Problem statement -
Search the material below for the word "castle". Copy every line that has it.

Materials provided -
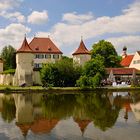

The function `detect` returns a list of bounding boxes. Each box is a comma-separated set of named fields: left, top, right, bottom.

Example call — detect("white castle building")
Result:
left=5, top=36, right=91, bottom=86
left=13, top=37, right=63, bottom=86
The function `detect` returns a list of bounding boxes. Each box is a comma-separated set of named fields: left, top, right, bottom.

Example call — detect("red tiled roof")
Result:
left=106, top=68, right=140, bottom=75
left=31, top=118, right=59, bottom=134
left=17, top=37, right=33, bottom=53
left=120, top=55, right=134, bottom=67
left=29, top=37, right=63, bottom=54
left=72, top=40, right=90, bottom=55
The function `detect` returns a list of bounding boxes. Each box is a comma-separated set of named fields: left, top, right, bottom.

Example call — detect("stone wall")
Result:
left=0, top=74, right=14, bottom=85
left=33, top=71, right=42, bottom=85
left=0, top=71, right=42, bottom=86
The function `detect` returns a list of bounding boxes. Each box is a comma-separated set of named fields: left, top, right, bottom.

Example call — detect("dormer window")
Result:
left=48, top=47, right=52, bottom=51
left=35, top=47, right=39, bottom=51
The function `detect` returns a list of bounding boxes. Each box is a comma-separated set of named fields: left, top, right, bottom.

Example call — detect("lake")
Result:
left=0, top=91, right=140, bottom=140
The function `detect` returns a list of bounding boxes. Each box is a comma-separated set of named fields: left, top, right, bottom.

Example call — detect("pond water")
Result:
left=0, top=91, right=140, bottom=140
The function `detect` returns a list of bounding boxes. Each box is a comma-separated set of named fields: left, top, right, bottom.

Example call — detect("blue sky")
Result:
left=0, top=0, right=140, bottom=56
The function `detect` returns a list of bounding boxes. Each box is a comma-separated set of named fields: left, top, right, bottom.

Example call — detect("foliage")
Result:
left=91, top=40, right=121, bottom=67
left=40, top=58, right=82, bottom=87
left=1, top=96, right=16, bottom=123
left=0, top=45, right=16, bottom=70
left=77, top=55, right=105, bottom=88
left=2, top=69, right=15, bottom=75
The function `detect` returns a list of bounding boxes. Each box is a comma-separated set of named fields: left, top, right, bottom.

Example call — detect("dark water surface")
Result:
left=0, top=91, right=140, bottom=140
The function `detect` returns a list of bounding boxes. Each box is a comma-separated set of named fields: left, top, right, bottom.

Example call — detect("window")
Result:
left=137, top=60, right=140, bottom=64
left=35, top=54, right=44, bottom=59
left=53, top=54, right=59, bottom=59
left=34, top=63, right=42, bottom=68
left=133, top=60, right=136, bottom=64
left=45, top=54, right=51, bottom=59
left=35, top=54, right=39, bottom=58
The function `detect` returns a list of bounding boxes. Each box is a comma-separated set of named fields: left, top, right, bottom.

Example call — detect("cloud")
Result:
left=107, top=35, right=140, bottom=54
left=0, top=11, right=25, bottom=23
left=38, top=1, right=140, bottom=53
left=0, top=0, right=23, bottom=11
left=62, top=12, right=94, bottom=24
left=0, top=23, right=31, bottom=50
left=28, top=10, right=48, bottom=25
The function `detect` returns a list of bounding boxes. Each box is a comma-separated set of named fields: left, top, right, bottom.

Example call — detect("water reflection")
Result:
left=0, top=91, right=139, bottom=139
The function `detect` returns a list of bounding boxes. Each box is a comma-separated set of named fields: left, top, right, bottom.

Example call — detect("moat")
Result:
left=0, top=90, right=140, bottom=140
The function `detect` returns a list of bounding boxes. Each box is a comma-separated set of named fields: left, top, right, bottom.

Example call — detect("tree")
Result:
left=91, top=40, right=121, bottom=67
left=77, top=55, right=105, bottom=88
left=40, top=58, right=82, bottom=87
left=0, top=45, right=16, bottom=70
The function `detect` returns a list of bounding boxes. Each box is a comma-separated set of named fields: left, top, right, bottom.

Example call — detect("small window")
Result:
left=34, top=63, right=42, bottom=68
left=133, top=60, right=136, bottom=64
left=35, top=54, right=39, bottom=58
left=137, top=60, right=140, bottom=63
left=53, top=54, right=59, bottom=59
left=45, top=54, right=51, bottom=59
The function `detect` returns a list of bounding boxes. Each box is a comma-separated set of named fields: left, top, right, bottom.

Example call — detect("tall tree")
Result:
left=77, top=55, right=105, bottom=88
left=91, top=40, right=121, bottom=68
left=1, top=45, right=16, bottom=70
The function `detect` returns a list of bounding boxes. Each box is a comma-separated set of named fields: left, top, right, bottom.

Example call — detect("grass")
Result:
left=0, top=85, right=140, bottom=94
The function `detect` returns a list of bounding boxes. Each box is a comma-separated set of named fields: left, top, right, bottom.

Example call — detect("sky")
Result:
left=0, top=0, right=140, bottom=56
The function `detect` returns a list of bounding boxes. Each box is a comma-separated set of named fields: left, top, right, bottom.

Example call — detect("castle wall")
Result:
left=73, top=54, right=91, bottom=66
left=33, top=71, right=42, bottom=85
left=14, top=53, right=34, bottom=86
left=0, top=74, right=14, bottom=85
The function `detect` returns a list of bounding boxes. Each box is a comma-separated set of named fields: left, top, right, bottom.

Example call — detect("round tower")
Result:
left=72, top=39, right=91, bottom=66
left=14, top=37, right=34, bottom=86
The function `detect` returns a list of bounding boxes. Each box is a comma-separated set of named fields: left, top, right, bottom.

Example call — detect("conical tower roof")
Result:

Written response -
Example call — detect("white castle building")
Example call — detect("castle wall")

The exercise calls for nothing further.